> THE TASKS
- 1) Answer these questions from the abstract on the Lavongai conservation area, one per line:
(a) On which island does the study take place?
(b) What is the local name for the "traditional" conservation area?
(c) What determines land ownership?
- 2) According to the abstract on the Lavongai conservation area, what are all the means through which land usage is derived?
- 3) Carry on the abstract on the Lavongai conservation area past its final sentence.

> DOCUMENT EXCERPT
========
Interspecies relations in a seaboard “common”: a case study from coastal Lavongai (Papua New Guinea)  
Mark Collins (Centre for Pacific Studies (St Andrews University, UK). Centre for research and documentation on Oceania (Aix-Marseille Univ, CNRS, EHESS, France))

Contribution short abstract:

This presentation analyses the ways in which a “traditional” Lavongai conservation area known as vala, set up in coastal waters that may be regarded as a type of “common”, at once depends upon and influences the relations that Lavongai people have with nonhuman beings and with each other.

Contribution long abstract:

On Lavongai Island in Papua New Guinea, access to land and fishing grounds is indispensable to the livelihoods of most inhabitants. Land tenureship arrangements are fluid and complex, with ownership determined by membership in one of several matriclans, and usage derived through alliance, residence, or ceremonial purchase. At sea, the matter is more complex, as “there are no divisions into clans” there. This raises the question: is the sea a form of common?

Marine spaces are home to a number of nonhuman species with which Lavongai people have daily interactions. Marine animals have roles in local stories, myths and legends; certain specialists direct practices towards fish in order to “call” them or make them “tame”; their meat is key to gift exchanges organised for funerals and marriages; and they are important sources of food.
========
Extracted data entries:

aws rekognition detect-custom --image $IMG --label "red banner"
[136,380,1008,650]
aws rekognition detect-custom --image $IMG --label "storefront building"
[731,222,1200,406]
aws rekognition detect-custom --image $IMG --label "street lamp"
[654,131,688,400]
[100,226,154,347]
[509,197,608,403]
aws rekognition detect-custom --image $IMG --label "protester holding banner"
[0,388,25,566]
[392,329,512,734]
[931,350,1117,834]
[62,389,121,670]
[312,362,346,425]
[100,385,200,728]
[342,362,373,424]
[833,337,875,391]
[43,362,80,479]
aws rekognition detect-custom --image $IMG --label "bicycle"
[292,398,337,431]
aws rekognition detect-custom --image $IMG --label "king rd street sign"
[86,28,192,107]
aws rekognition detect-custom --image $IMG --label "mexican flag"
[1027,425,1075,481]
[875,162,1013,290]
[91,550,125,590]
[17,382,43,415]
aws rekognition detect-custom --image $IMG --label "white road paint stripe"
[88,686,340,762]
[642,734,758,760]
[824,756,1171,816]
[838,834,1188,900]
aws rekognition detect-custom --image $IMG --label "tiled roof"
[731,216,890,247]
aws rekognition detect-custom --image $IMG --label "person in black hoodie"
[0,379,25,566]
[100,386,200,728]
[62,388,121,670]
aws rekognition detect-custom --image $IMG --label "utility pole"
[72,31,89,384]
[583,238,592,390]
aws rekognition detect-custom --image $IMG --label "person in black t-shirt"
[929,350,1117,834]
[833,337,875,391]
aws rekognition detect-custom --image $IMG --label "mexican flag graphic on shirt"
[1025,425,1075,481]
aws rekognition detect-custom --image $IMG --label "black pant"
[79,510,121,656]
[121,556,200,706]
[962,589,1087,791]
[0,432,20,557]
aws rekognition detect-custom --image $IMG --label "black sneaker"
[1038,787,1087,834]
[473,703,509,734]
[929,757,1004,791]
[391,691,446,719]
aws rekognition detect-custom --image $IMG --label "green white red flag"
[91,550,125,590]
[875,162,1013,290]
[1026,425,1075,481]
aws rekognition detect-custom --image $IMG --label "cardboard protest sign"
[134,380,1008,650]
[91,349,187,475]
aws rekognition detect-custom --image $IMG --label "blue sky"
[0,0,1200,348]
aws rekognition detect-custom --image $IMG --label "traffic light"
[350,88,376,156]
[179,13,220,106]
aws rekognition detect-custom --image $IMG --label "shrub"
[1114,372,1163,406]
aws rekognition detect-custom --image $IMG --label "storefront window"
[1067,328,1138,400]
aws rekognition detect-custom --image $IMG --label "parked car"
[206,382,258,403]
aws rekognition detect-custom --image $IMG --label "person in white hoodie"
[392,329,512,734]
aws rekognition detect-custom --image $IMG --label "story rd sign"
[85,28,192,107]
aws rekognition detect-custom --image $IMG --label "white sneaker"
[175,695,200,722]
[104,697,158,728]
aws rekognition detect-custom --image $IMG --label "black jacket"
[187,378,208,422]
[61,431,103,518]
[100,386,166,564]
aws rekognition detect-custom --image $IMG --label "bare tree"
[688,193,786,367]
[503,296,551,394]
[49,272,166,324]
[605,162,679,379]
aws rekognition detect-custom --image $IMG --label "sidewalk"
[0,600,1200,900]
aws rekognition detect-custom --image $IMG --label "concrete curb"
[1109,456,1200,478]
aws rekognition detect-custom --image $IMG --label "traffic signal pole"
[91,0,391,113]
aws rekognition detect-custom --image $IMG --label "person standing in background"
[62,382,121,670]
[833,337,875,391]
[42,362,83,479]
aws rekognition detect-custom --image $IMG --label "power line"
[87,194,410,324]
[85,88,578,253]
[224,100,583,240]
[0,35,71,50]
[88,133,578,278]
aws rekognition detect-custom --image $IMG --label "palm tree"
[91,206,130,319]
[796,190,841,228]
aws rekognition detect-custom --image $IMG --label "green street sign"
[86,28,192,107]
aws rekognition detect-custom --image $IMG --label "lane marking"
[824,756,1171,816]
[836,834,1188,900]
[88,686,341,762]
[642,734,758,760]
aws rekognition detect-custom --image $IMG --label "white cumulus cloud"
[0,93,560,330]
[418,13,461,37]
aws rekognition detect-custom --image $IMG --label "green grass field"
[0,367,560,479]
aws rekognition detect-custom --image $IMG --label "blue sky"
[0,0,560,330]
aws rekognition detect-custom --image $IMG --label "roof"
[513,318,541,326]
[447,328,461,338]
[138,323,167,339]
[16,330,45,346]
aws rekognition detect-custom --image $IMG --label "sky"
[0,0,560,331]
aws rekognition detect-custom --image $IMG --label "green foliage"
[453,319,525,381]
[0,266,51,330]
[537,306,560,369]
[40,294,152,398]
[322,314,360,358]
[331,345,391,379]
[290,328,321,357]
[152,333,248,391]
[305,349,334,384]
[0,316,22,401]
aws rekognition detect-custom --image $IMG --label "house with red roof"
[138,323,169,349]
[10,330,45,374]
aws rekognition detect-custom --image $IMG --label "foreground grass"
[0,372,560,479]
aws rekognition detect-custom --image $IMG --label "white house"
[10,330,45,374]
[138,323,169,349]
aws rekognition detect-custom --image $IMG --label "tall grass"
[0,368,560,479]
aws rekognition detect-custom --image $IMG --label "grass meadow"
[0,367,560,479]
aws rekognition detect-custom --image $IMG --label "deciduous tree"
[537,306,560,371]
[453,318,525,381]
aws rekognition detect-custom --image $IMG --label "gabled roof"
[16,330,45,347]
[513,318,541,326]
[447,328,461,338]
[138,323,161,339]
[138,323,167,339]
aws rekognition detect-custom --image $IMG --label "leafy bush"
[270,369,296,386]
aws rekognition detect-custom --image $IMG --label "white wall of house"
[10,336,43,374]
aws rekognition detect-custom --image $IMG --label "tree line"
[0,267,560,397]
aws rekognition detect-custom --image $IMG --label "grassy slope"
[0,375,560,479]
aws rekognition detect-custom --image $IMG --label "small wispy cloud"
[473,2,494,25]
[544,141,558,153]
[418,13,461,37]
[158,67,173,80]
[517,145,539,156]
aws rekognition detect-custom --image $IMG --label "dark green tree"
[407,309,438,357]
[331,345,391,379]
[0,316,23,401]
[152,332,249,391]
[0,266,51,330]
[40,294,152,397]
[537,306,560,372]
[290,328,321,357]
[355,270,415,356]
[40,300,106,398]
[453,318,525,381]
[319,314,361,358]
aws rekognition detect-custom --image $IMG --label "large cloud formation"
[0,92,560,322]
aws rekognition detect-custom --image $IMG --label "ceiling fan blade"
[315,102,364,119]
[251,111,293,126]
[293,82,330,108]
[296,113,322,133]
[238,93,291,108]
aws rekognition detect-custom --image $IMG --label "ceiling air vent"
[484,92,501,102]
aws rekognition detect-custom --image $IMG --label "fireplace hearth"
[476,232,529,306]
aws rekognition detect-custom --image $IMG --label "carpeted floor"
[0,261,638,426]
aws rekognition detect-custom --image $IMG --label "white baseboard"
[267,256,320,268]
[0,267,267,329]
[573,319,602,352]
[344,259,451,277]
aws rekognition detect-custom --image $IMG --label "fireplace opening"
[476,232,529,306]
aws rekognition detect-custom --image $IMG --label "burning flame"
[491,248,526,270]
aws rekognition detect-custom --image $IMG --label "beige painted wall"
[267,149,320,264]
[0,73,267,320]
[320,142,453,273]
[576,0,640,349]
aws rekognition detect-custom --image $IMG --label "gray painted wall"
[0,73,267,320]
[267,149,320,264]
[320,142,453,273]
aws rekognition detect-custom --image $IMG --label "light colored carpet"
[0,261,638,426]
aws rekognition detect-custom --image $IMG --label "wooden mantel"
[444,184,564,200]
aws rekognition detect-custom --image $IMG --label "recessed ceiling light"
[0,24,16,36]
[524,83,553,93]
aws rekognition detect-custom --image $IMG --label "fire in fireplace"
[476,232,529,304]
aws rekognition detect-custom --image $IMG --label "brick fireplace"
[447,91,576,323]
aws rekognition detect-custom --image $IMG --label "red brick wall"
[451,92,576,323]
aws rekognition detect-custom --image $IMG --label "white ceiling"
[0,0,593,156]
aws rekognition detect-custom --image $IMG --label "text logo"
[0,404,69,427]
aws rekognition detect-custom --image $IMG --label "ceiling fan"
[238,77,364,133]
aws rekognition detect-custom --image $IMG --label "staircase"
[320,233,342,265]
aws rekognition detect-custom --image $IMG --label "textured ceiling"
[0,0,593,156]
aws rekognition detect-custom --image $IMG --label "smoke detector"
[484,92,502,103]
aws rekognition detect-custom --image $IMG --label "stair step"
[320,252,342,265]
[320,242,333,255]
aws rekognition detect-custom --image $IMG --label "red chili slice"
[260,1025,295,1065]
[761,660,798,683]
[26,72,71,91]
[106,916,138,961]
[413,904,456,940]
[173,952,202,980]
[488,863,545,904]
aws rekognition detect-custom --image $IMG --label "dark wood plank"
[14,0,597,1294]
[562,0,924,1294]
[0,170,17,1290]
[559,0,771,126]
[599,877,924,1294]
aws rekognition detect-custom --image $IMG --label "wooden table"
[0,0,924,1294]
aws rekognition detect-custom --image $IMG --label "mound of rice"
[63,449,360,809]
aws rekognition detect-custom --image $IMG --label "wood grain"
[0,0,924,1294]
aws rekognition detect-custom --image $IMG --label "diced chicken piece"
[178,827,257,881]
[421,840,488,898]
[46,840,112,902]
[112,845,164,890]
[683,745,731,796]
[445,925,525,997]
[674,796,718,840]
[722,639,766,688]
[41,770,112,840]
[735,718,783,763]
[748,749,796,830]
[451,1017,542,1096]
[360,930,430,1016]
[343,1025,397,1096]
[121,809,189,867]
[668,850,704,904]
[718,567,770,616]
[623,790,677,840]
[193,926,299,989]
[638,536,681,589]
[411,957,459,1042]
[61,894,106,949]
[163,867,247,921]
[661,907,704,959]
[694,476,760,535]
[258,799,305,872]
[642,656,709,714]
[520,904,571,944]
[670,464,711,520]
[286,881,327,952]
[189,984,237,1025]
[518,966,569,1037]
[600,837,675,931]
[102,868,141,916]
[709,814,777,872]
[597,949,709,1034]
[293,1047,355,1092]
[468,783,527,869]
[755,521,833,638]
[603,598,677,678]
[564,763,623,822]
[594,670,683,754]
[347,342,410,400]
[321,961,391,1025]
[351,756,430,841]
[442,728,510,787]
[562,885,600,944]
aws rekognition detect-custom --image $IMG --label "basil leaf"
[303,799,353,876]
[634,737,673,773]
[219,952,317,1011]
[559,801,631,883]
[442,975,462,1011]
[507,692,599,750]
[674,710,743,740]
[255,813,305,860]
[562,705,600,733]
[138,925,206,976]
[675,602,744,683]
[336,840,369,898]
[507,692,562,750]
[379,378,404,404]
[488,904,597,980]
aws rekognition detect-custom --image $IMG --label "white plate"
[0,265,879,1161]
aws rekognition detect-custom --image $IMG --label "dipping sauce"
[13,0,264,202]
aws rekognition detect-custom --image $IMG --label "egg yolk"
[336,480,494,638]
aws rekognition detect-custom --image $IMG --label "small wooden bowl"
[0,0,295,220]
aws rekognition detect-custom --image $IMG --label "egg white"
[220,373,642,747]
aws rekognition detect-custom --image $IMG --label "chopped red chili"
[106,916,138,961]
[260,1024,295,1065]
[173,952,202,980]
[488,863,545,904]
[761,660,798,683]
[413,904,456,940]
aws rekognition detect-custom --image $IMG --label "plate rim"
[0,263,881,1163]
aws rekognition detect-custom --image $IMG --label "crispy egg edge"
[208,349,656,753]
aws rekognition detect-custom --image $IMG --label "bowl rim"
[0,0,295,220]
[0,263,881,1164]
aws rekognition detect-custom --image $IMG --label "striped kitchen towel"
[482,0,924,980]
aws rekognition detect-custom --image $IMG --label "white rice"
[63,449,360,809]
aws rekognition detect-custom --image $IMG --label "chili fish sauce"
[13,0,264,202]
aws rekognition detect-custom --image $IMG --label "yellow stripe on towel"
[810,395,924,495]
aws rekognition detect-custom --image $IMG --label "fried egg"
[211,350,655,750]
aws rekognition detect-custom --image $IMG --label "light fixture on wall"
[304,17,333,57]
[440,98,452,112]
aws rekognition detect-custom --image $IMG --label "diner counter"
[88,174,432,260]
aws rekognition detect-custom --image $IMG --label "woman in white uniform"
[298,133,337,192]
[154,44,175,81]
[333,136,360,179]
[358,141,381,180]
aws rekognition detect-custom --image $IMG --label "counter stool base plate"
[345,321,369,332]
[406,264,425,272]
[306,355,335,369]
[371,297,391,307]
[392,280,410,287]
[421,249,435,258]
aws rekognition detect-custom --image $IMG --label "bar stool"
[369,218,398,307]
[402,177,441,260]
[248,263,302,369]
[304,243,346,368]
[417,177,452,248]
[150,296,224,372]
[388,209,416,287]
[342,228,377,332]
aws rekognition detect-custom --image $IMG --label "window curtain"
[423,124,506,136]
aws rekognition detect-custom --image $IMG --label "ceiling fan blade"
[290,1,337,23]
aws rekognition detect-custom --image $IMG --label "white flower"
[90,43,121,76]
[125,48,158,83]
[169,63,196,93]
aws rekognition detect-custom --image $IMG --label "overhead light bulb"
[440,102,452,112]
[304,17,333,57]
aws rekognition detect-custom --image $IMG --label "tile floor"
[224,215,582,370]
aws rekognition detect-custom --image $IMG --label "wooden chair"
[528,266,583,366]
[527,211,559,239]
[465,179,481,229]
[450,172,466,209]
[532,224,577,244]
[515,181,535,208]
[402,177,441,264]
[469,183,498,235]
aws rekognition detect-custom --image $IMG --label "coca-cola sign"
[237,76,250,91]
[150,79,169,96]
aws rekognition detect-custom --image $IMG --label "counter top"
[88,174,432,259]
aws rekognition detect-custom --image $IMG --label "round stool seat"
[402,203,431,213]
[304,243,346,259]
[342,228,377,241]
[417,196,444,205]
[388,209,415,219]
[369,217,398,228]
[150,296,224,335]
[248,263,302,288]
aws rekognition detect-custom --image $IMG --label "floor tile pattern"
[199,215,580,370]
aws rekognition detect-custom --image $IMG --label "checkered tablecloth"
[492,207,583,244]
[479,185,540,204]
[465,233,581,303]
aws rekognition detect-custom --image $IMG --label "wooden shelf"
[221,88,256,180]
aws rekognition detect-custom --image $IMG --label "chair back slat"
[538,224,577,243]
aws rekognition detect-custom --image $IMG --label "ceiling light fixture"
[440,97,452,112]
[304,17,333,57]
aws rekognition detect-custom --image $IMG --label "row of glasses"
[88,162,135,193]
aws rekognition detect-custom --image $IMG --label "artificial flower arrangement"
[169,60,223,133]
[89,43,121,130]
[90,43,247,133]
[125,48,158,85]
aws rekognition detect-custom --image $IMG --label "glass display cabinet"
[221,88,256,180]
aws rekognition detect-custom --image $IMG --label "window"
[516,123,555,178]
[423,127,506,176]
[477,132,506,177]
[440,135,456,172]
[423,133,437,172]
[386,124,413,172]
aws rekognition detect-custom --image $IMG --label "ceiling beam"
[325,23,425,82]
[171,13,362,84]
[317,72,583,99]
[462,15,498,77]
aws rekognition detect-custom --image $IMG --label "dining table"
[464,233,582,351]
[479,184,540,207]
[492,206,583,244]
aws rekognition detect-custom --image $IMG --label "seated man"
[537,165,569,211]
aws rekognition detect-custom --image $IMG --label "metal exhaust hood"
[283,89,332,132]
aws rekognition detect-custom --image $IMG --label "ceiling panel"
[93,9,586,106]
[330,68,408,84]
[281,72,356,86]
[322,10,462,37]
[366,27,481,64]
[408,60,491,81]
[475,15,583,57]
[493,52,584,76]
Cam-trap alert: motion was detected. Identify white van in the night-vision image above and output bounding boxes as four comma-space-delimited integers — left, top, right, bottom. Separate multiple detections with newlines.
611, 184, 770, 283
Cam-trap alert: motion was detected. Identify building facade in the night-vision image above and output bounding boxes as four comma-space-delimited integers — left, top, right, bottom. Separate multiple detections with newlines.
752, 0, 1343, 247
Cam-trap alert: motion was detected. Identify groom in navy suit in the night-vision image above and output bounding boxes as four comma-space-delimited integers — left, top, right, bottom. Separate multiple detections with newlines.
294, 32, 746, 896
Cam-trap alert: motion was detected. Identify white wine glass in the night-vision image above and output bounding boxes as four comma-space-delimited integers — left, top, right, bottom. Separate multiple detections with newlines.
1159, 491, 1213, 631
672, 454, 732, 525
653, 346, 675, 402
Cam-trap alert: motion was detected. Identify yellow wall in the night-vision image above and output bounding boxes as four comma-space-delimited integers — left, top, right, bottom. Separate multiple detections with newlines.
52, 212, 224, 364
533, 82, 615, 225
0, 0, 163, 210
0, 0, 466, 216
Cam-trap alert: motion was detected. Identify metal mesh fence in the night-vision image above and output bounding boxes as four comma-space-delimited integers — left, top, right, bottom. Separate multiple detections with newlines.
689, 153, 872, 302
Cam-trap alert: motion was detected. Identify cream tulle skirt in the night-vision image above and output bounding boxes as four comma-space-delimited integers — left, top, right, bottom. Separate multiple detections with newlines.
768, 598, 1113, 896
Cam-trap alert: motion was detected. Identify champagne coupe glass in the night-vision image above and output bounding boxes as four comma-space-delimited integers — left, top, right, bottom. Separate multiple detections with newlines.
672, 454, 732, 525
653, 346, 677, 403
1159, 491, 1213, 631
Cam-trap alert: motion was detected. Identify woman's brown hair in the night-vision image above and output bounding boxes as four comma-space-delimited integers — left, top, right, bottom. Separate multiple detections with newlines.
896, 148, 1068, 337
========
> ANSWERS IN ORDER
- 1)
(a) Lavongai Island in Papua New Guinea
(b) vala
(c) Membership in one of several matriclans

- 2)
- Alliance
- Residence
- Ceremonial purchase

- 3)
Lavongai people are recipients of discourses carried by local and foreign NGOs concerning durable management of marine resources. Blending such information with their own knowledge and practices, they have “revitalised” a form of localised fishing prohibition known as vala, described by Lavongai people as allowing them to properly “look after” fish and other marine beings. However, in such contexts, conflicts occasionally arise because not everybody agrees that such measures are beneficial nor necessary, showing how multispecies sociopolitical issues are central to such undertakings. In this presentation, I analyse the ways in which vala at once depends upon and influences the relations that Lavongai people have with nonhuman beings and with each other.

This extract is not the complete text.